Return verbatim the run of lines that opens with the line holding "Target: stone building facade" and closes with the last line of the records.
______
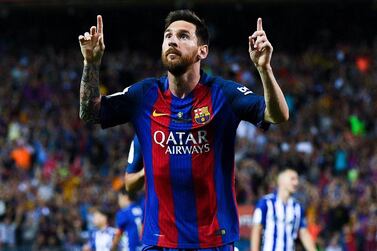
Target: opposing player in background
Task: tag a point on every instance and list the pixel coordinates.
(280, 218)
(128, 221)
(186, 123)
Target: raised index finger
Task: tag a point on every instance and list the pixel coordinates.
(259, 24)
(99, 24)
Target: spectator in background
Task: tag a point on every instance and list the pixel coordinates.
(100, 238)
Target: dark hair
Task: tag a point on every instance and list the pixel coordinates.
(189, 16)
(104, 211)
(287, 168)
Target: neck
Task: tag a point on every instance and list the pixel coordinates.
(283, 195)
(182, 85)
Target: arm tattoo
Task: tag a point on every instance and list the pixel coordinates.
(89, 94)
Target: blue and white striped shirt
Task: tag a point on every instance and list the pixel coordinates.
(281, 222)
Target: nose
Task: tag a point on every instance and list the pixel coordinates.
(172, 44)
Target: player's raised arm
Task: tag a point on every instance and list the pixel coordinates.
(92, 48)
(260, 50)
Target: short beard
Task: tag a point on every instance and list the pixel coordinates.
(179, 67)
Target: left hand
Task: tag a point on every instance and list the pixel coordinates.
(260, 49)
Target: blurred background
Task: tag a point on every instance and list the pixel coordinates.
(54, 168)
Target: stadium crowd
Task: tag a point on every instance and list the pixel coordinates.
(54, 168)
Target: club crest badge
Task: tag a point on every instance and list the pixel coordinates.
(202, 115)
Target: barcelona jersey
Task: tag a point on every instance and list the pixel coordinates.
(187, 146)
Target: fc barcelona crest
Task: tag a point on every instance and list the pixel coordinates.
(202, 115)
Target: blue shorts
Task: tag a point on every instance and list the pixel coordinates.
(227, 247)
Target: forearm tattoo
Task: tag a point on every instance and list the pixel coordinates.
(89, 94)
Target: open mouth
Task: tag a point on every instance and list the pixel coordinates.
(172, 53)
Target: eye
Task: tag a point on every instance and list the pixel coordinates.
(185, 36)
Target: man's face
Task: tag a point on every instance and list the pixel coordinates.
(289, 181)
(99, 219)
(180, 47)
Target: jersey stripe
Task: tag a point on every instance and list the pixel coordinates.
(203, 170)
(224, 172)
(151, 200)
(183, 198)
(161, 172)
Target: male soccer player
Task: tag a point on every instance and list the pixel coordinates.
(134, 171)
(101, 238)
(281, 218)
(128, 222)
(186, 123)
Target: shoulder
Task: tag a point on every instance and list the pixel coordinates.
(230, 86)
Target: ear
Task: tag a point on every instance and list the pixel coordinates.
(203, 52)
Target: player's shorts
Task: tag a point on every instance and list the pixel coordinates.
(227, 247)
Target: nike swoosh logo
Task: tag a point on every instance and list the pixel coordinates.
(157, 114)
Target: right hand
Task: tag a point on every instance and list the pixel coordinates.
(91, 43)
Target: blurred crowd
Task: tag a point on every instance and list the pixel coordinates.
(54, 168)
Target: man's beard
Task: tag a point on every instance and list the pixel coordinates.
(180, 65)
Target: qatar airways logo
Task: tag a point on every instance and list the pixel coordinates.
(182, 142)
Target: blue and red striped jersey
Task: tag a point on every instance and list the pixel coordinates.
(187, 146)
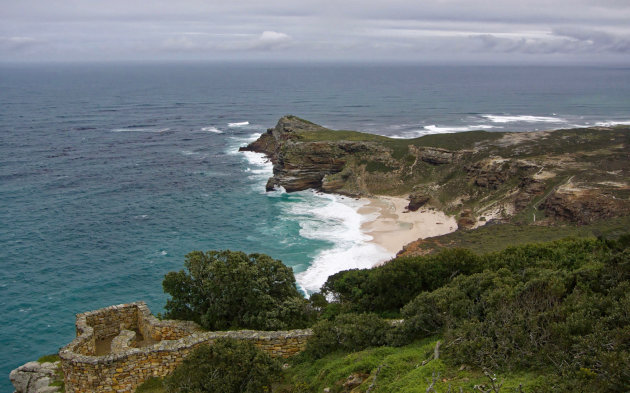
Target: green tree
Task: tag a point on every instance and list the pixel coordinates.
(230, 289)
(227, 366)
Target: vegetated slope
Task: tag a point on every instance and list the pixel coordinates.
(552, 317)
(574, 175)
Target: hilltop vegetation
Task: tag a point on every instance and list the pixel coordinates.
(574, 175)
(548, 317)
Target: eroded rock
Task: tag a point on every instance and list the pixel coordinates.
(35, 377)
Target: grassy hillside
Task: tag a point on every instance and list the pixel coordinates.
(547, 317)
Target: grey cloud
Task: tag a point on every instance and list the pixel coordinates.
(315, 29)
(18, 43)
(196, 41)
(598, 40)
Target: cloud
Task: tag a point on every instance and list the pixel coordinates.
(596, 39)
(18, 43)
(317, 29)
(223, 42)
(270, 40)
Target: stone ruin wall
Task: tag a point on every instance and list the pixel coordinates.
(126, 367)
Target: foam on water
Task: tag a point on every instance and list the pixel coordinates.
(612, 123)
(212, 129)
(523, 118)
(336, 219)
(238, 124)
(140, 129)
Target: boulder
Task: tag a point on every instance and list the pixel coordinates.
(417, 200)
(35, 377)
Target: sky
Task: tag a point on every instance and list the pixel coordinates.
(422, 31)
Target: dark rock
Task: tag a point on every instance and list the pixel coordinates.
(466, 220)
(529, 188)
(583, 206)
(417, 200)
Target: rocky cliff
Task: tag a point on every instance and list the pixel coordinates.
(574, 175)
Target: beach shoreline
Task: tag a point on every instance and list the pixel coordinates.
(392, 226)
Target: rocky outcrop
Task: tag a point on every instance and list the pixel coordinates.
(417, 200)
(583, 206)
(496, 175)
(492, 172)
(435, 156)
(303, 165)
(35, 377)
(529, 189)
(466, 220)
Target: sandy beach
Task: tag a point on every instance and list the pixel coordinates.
(394, 226)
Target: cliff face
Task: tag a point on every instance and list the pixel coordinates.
(577, 175)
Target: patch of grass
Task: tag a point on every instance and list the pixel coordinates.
(375, 166)
(49, 358)
(499, 236)
(408, 369)
(152, 385)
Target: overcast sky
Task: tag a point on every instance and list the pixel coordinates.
(431, 31)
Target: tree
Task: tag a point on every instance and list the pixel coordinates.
(230, 289)
(227, 366)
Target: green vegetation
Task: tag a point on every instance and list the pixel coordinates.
(348, 332)
(229, 290)
(556, 310)
(407, 369)
(226, 366)
(546, 317)
(49, 358)
(497, 237)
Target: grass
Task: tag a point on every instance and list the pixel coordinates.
(499, 236)
(152, 385)
(408, 369)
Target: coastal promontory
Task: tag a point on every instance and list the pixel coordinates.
(578, 176)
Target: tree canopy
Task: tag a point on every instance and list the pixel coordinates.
(230, 289)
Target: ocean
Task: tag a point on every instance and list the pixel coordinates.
(111, 174)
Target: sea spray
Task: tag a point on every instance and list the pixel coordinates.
(333, 219)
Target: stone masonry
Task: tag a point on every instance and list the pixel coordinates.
(126, 364)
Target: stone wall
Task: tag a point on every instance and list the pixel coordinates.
(125, 368)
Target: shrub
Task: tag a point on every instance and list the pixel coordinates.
(348, 332)
(227, 366)
(228, 289)
(385, 289)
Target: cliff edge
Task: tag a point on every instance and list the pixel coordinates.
(543, 177)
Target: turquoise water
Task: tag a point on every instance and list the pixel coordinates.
(109, 175)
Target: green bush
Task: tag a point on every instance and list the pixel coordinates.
(348, 332)
(227, 366)
(560, 306)
(228, 289)
(387, 288)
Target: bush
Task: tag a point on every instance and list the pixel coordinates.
(348, 332)
(228, 290)
(558, 306)
(386, 289)
(227, 366)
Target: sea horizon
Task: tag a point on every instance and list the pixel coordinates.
(111, 174)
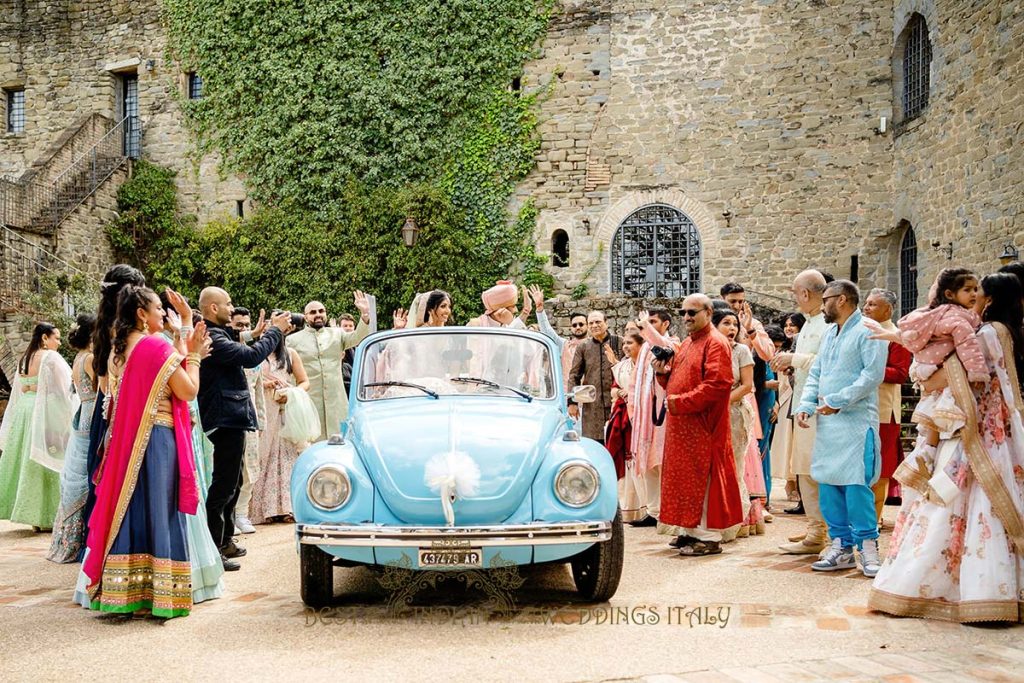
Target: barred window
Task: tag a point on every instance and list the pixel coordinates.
(656, 253)
(195, 86)
(916, 65)
(907, 272)
(15, 111)
(560, 249)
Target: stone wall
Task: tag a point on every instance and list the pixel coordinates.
(767, 111)
(70, 57)
(958, 170)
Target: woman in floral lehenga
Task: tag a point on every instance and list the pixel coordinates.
(34, 433)
(964, 560)
(69, 526)
(137, 558)
(271, 493)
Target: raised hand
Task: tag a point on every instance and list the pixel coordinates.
(400, 318)
(527, 305)
(283, 322)
(363, 303)
(261, 325)
(537, 294)
(180, 306)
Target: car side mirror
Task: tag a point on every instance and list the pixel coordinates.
(586, 393)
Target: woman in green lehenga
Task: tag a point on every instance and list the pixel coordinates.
(35, 431)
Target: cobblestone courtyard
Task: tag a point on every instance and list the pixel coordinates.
(764, 617)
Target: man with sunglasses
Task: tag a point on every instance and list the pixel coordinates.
(699, 489)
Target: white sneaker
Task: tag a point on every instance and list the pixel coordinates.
(244, 525)
(869, 562)
(836, 557)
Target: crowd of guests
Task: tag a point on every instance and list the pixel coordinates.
(173, 430)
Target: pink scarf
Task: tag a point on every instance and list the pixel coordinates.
(148, 369)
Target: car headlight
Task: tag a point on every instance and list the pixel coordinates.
(577, 484)
(329, 487)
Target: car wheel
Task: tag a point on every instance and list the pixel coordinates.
(597, 569)
(317, 575)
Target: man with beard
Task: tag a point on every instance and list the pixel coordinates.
(322, 350)
(226, 411)
(592, 365)
(699, 489)
(843, 390)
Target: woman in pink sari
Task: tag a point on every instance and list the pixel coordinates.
(137, 552)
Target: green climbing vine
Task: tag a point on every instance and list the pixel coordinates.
(344, 117)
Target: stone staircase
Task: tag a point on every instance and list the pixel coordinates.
(83, 159)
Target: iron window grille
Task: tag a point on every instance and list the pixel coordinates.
(15, 111)
(656, 253)
(916, 65)
(195, 86)
(907, 272)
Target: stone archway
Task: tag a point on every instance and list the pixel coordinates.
(694, 211)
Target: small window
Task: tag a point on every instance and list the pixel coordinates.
(916, 65)
(560, 249)
(15, 111)
(195, 86)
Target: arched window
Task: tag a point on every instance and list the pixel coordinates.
(559, 249)
(907, 271)
(656, 253)
(912, 67)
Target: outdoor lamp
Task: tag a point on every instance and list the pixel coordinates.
(410, 230)
(1009, 254)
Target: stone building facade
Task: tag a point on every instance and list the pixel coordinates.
(758, 125)
(76, 58)
(747, 134)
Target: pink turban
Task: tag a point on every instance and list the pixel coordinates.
(502, 295)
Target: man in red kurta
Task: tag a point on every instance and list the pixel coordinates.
(879, 306)
(699, 489)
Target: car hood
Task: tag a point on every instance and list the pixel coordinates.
(400, 439)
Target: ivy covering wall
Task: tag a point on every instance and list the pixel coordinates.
(344, 117)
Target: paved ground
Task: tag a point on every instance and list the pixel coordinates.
(749, 614)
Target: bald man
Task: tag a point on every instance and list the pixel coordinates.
(323, 350)
(808, 289)
(226, 410)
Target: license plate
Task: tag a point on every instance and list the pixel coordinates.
(445, 557)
______
### Written response
Target: stone building facade
Task: tag a point on every instance and list the pixel coordinates.
(758, 125)
(76, 58)
(747, 134)
Target: pink turban
Task: tag a point on every instance and list the pixel coordinates.
(502, 295)
Target: man in red kurta
Task: tag a point on every instance and list the pixel coordinates.
(879, 306)
(699, 489)
Target: car hood
Task: tag a point on every instance and list the pixel coordinates.
(400, 439)
Target: ivy covering wall
Task: tag a point on every instance and list the pixel coordinates.
(344, 117)
Target: paved ground
Task: tag a point on every instance and list the pixel coordinates.
(749, 614)
Target: bald man
Task: tag a point on every instance and list the pixel coordinates.
(323, 350)
(808, 289)
(226, 410)
Target: license plate
Task: tag a point on every instance and list the pixel coordinates.
(445, 557)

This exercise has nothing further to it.